# EXERCISE DESCRIPTION
According to the text on the 1815 earthquake, which fault is the earthquake thought to have ruptured?

** Opening SOURCE DOCUMENT block **

Western Henan and southern Shanxi in northern China were struck by an earthquake of estimated magnitude 6.8 on 23 October 1815. The epicentre was in Pinglu County in southernmost Shanxi, which was the worst affected area. It had a maximum felt intensity of IX (violent) on the Modified Mercalli scale. It caused the collapse of many houses and cave dwellings and led to the deaths of at least 13,000 people.

==Tectonic setting==
Shanxi and nearby provinces lie across the Shanxi Rift System, an active intraplate zone of rifting. The rift system forms the southern and eastern borders of the Ordos Block. This zone of extensional tectonics is a reaction to the ongoing collision of the Indian plate with the Eurasian plate. This has caused rotation of the Ordos and North China blocks leading to extensional displacement between them. At its southwestern end in Shaanxi the rift system has a west–east trend, before turning to a SSW–NNE trend through most of Shanxi. The individual rift basins and their bounding faults that make up the overall system mostly have a WSW–ENE to SW–NE trend. Ruptures along these rift faults have been the cause of many damaging earthquakes, including the 1303 Hongdong (>200,000 casualties) and 1556 Shaanxi (~830,000 casualties) earthquakes.

==Earthquake==
The estimated magnitude for this earthquake is about 6.8 . The earthquake is thought to have ruptured the Sanmenxia-Lingbao Fault, with a normal fault mechanism. An analysis of the evolution of stresses following the 1303 earthquake at Hongdong, suggest that most of the earthquakes in the rift system can be explained by progressive coulomb stress transfer, although the main earthquake to affect the 1815 rupture is judged to be the 1556 Shaanxi event, rather than any other earthquakes that affected the system in the intervening period.

==Damage==
Pinglu suffered the most severe damage, with the collapse of between 30% and 40% of houses and cave dwellings. Other structures were equally affected, including office buildings, prisons, storehouses and the city walls. 8,677 deaths were recorded in Maojin alone. In Ruicheng town, damage was limited, but the surrounding villages were badly affected and about 1,600 people were killed. The tops of the city walls collapsed in Shanxian, as did many other buildings, with 1,340 deaths reported. Severe damage was also reported from Xiezhou (844 deaths), Yuxiang (683 deaths), Lingbao (>390 deaths), Anyi (>290 deaths) and Yuncheng (>100 deaths).

** Closing SOURCE DOCUMENT block **
** Opening RECORDS SHOWN block **

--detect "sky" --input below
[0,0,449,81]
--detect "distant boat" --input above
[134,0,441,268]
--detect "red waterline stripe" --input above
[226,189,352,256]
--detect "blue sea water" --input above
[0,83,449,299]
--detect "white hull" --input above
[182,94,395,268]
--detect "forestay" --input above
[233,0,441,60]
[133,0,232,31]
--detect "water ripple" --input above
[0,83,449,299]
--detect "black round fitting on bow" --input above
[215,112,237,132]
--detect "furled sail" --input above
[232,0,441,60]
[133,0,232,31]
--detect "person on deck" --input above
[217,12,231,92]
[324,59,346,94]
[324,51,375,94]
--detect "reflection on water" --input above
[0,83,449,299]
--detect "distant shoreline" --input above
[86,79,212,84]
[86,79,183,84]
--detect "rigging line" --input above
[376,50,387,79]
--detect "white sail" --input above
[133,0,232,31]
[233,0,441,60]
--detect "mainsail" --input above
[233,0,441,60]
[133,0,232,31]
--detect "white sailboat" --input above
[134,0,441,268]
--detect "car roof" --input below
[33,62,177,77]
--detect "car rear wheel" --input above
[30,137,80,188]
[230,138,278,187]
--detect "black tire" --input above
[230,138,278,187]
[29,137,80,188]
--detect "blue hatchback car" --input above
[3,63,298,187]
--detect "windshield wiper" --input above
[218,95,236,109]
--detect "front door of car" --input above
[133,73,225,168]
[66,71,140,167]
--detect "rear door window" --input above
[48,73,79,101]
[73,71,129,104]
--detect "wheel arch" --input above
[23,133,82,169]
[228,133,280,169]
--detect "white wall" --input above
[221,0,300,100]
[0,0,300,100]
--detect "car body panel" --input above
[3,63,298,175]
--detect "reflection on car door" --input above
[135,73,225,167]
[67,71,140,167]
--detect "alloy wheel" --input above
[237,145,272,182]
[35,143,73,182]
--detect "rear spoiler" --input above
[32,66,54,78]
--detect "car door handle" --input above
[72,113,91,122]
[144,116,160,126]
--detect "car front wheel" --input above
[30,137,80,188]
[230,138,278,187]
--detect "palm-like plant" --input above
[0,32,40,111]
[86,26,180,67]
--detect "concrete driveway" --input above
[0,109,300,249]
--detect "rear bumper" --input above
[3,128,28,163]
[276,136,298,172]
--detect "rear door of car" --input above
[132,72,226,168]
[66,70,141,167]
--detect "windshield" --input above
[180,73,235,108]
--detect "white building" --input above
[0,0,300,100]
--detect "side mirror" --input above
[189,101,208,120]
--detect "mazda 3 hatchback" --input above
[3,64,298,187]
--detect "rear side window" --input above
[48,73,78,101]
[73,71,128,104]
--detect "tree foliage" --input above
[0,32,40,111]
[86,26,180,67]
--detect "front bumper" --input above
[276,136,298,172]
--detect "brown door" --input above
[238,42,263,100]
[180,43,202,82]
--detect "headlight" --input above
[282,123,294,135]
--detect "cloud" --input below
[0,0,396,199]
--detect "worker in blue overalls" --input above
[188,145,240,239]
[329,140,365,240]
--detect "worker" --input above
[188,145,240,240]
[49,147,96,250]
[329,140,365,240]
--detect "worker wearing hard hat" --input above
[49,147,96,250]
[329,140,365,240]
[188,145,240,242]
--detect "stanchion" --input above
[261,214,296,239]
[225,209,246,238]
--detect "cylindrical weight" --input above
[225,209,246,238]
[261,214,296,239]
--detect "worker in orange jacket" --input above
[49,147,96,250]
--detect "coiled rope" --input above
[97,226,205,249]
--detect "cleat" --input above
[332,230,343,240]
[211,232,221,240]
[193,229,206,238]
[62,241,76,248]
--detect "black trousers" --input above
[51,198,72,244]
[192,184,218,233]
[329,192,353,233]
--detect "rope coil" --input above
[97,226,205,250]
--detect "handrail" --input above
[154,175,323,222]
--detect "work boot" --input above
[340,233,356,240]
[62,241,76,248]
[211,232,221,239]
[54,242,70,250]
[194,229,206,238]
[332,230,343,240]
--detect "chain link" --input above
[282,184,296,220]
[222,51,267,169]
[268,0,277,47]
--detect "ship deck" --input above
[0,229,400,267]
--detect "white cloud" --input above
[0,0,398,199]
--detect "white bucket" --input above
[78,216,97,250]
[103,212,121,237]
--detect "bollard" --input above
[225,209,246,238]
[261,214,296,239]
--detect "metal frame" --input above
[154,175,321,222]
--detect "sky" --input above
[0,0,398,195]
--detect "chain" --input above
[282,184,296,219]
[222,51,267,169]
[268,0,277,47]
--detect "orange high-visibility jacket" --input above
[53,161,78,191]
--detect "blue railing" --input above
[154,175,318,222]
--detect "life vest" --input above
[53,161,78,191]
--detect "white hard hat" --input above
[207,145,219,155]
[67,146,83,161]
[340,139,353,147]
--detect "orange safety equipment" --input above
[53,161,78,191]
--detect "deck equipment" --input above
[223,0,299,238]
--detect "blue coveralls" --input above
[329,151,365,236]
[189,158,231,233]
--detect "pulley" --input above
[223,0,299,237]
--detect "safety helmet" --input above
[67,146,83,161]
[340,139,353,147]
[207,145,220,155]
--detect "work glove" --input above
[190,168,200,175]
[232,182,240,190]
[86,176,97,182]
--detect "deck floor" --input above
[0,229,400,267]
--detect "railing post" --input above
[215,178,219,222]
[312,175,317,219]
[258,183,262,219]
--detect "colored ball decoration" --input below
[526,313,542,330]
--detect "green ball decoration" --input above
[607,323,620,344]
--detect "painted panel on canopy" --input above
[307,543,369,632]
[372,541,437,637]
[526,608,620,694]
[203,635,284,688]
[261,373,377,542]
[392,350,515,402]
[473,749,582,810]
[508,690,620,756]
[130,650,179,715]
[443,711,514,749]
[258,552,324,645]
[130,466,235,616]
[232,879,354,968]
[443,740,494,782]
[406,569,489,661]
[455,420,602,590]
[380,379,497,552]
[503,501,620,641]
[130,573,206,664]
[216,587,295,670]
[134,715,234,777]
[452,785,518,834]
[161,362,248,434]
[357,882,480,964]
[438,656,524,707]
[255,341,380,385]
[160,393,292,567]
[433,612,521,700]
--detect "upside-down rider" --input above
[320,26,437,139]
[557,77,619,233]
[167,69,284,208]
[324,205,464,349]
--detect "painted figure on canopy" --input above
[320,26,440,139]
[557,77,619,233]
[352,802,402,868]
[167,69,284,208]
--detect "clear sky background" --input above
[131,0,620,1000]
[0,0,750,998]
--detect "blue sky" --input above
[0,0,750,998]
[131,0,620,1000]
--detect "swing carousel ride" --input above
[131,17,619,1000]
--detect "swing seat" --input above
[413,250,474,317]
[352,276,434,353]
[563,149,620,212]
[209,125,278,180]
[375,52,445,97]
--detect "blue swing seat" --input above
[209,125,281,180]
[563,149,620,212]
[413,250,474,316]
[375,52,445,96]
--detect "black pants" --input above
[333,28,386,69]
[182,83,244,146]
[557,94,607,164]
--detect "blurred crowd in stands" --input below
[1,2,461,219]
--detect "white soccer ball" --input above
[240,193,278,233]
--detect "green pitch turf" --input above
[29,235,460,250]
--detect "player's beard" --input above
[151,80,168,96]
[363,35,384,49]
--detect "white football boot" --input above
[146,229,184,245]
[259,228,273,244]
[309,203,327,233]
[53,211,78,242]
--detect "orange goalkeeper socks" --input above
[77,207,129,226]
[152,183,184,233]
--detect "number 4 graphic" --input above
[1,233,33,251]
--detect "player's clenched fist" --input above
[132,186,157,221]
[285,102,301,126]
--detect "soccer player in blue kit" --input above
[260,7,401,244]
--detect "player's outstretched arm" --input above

** Closing RECORDS SHOWN block **

# THE COMPLETED TASK
The Sanmenxia-Lingbao Fault.